Text passage start
Tue, 30 Jul 2013
We are getting only some of the economic and earnings fundamental improvement we need to keep pushing us forward, says Nuveen chief equity strategist Bob Doll.
Jason Stipp: I'm Jason Stipp for Morningstar.
Despite a few bumps, the stock market has continued its march upward in 2013. But are there any cracks in the foundation?
Here to offer his take is Bob Doll, chief equity strategist at Nuveen.
Thanks for being here, Bob.
Bob Doll: Thank you, Jason.
Stipp: It's been a good year to-date for the stock market, but we have had a few stumbles. The most recent one really keyed in on some words that Bernanke had said about the possibility of easing off some of that stimulus later in the year. I think this might have led some folks to think that a lot of the market is really underpinned by the Fed's activity, if the market got so upset by this potential change in course, or easing up.
To what extent, in your opinion, is the market being bolstered by the Fed's stimulus?
Doll: There is no question the Fed has helped big time. The Fed has helped the market, but the Fed has also helped the economy. Separating the two, I think, is virtually impossible.
Central banks and our Fed help every recession. Have they had to help a little bit more this time? Absolutely, because we had a deeper recession.
So, I think, what the Fed has done is said, we've been giving you investors a 100-mile-an-hour tailwind, and we are going to reduce it at some point to an 80-mile-an-hour tailwind. It's still a tailwind. It's not a headwind, but it's not as powerful as it was--meaning, we need some revenue and earnings growth.
Stipp: And when you look at the fundamentals of stocks--we are in earning season right now--do you think that we have some of that foundational underpinning, even if the Fed does back away, that we won't see a big correction?
Doll: I'm glad you used the word "some," because that's all we've got, "some," not quite good enough. And that's been the story of this recovery. I like to say it's the eight-cylinder car that continues to operate on five cylinders. You can move down the road with five cylinders, but it's a bumpy ride, and that's exactly what we are experiencing.
Look, I think if the Fed is going to reduce their help, if we can put it that way, eventually we are going to need the fundamentals of economic and earnings and revenue growth to push us forward, and we are getting some. I think, we'll get a little bit more, but the jury is out on that.
Stipp: Let's talk about interest rates, because when the Fed made that statement, we did see rates start to tick up, and the stock market didn't seem to like that very much. What's your take on how interest rates, if they drift upward, how much of a headwind might that be on the stock market? Is that a big concern for you?
Doll: If it's drift upwards, I'm not concerned, because stocks, in my view, are still very cheap compared to bonds.
What the stock market didn't like is the rapidity of the increase in rates, and it said, oh my goodness, the rates moved up from, let's call it, 1.50% to 2.50% on a 10-year Treasury. But it was not a surprise to me. The surprise was, what took so long? A 1.50% or 1.80% or a 2% 10-year Treasury is indicative of a very bad recession or worse, and we were not there, and we are not there, and therefore I think "normalization" of interest rates, if I can use that phrase, means they're going to drift up some more, and that's OK for stocks.
Stipp: Do you think it could be bumpy, though? Could we see rates spike, for example, and the market would potentially be even more upset about that?
Text passage end
Source data start
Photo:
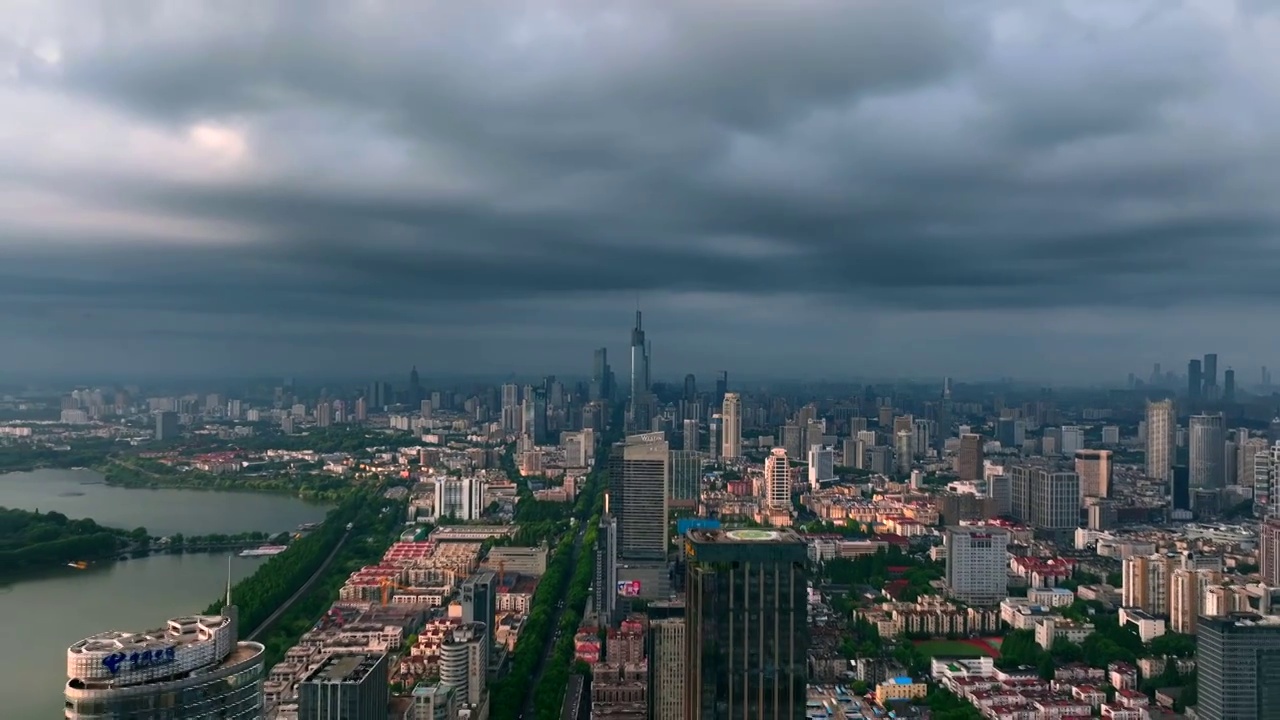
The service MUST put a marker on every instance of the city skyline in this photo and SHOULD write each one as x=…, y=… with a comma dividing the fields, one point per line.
x=330, y=204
Source data end
- _Short problem 1_
In the interview transcript, between what two levels does Doll say the 10-year Treasury rate rose?
- _Short problem 2_
Copy out everything in the interview transcript from "Look, I think" down to "concern for you?".

- _Complete answer 1_
From 1.50% to 2.50%.

- _Complete answer 2_
Look, I think if the Fed is going to reduce their help, if we can put it that way, eventually we are going to need the fundamentals of economic and earnings and revenue growth to push us forward, and we are getting some. I think, we'll get a little bit more, but the jury is out on that.
Stipp: Let's talk about interest rates, because when the Fed made that statement, we did see rates start to tick up, and the stock market didn't seem to like that very much. What's your take on how interest rates, if they drift upward, how much of a headwind might that be on the stock market? Is that a big concern for you?